One comment stated that the eastern channel boundary should be 
extended to the south to the Saxman City breakwater. Two persons 
commented that the western channel boundary should be moved to the 
south, away from the cable crossing area. The Coast Guard disagreed 
that the eastern channel boundary should be extended. The eastern 
channel boundary was moved north in the 1999 interim rule in an 
effort to minimize the size of the seven-knot zone without 
increasing the impacts caused by vessel wakes to private property. 
Vessel transit time for vessels using the east channel has been 
reduced and there were no reports of wake damage to private property 
located along the waterway in the east channel. Therefore the 
eastern channel boundary remained unchanged.


    One comment noted that the regulatory marker in the western channel 
should be located outside the cable crossing area. The published 
position of the western channel regulatory marker is outside of the 
charted cable crossing area. The buoy tender that services this buoy 
has checked the actual location of the regulatory marker. Two comments 
were received that favored extending the northern boundary of the 
seven-knot speed zone northward to Channel Island as a way to control 
wake damage to private and commercial property caused by large vessels 
transiting this area. The Coast Guard disagreed that the boundary 
should be extended any further than Tongass Narrows Buoy 9. The 
overwhelming majority of 129 comments received in 1998 favored a slight 
extension of the 7-knot speed limit zone but these comments did not 
support extending the zone as far north as Channel Island. In light of 
all comments received, the Coast Guard believed that the present 
northerly boundary of the 7-knot speed limit zone, located at Tongass 
Narrows Buoy 9, is appropriate and made no changes.

^^^^^^^^^^^^^^^^

__COMPLETE THE FOLLOWING__:
1) List every change to the speed zone or its markers that commenters proposed in the passage on the Tongass Narrows seven-knot zone.
2) Write a continuation of the passage on the Tongass Narrows seven-knot zone, starting after its final sentence.
The data entries placed after this passage are not needed.

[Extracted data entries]
^^^^^^^^^^^^^^^^

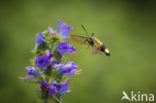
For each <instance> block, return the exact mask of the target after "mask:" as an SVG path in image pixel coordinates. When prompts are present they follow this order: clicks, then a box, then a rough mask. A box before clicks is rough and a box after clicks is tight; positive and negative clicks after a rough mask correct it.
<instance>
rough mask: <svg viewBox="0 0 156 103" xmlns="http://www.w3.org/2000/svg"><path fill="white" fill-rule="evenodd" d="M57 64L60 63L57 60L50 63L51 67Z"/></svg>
mask: <svg viewBox="0 0 156 103" xmlns="http://www.w3.org/2000/svg"><path fill="white" fill-rule="evenodd" d="M59 63H60V61H59V60H54V61H52V62H51V66H54V65H55V64H59Z"/></svg>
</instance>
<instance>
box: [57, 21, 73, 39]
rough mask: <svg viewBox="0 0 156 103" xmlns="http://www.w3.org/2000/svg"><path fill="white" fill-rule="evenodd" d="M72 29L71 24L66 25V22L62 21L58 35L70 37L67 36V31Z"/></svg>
mask: <svg viewBox="0 0 156 103" xmlns="http://www.w3.org/2000/svg"><path fill="white" fill-rule="evenodd" d="M71 29H73V27H72V26H67V24H65V23H63V24H61V29H60V33H59V35H60V36H61V37H63V38H70V37H69V31H70V30H71Z"/></svg>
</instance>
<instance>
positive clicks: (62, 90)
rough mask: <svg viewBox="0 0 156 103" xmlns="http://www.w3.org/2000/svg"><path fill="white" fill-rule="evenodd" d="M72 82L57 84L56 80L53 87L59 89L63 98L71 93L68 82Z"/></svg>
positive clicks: (57, 83)
mask: <svg viewBox="0 0 156 103" xmlns="http://www.w3.org/2000/svg"><path fill="white" fill-rule="evenodd" d="M69 81H70V80H67V81H66V82H65V83H57V82H56V81H55V80H54V81H53V83H52V85H53V86H55V87H56V88H57V90H58V91H59V93H61V94H62V96H64V93H66V92H68V91H69V88H68V82H69Z"/></svg>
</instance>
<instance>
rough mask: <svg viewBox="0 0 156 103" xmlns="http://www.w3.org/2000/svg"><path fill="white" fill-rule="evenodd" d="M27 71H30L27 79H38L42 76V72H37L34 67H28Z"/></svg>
mask: <svg viewBox="0 0 156 103" xmlns="http://www.w3.org/2000/svg"><path fill="white" fill-rule="evenodd" d="M26 69H27V70H28V74H27V76H26V77H27V78H36V77H37V76H39V75H40V70H35V68H34V67H32V66H27V67H26Z"/></svg>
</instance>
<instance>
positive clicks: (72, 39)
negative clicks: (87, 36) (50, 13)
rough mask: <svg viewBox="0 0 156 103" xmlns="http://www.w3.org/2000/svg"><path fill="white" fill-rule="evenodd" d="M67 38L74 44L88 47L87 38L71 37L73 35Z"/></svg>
mask: <svg viewBox="0 0 156 103" xmlns="http://www.w3.org/2000/svg"><path fill="white" fill-rule="evenodd" d="M69 36H70V39H71V40H72V41H74V42H77V43H80V44H85V45H89V44H88V41H87V37H84V36H79V35H73V34H70V35H69Z"/></svg>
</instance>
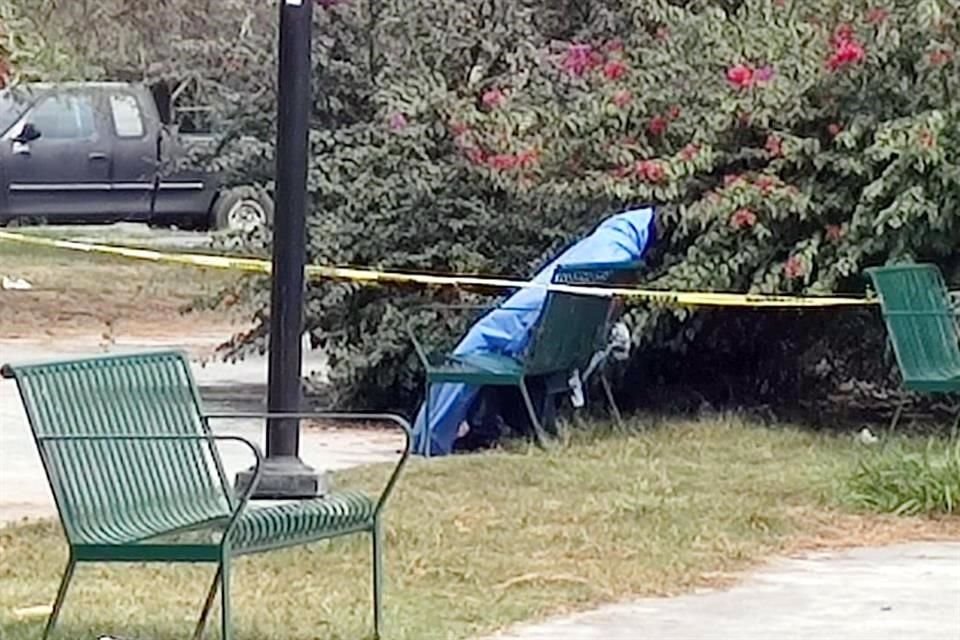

^^^^^^^^^^^^^^^^

__RESPONSES IN ORDER__:
1)
- Extend the eastern channel boundary south to the Saxman City breakwater.
- Move the western channel boundary south, away from the cable crossing area.
- Locate the regulatory marker in the western channel outside the cable crossing area.
- Extend the northern boundary of the seven-knot speed zone northward to Channel Island.

2)
    Two comments were received on making the speed limit seasonal to 
align with the summer tourist season. One facility operator stated that 
if the rule were made seasonal, it would increase the risk of a large 
wake parting a line on an oil barge during transfer operations, thereby 
potentially increasing the chances of an oil spill. During the entire 
rule making process, the majority of the comments favored the existence 
of the year round 7-knot rule. The consensus expressed was that if the 
7-knot speed limit were seasonal, the risk on the waterway would not be 
reduced in the

[[Page 20473]]

off months and the amount of wake damage to private and commercial 
property on Tongass Narrows would most likely increase. The Coast Guard 
agreed that the rule should apply year around and made no changes.
    One comment favored the creation of a high-speed traffic corridor 
through the middle of the waterway. Other commenters felt that creating 
a high-speed corridor would unreasonably increase the risk to vessels 
operating on Tongass Narrows. This proposal was not adopted. No 
comments were received concerning the 2000 interim rule, which revised 
the 1999 interim rule to reflect the above comments.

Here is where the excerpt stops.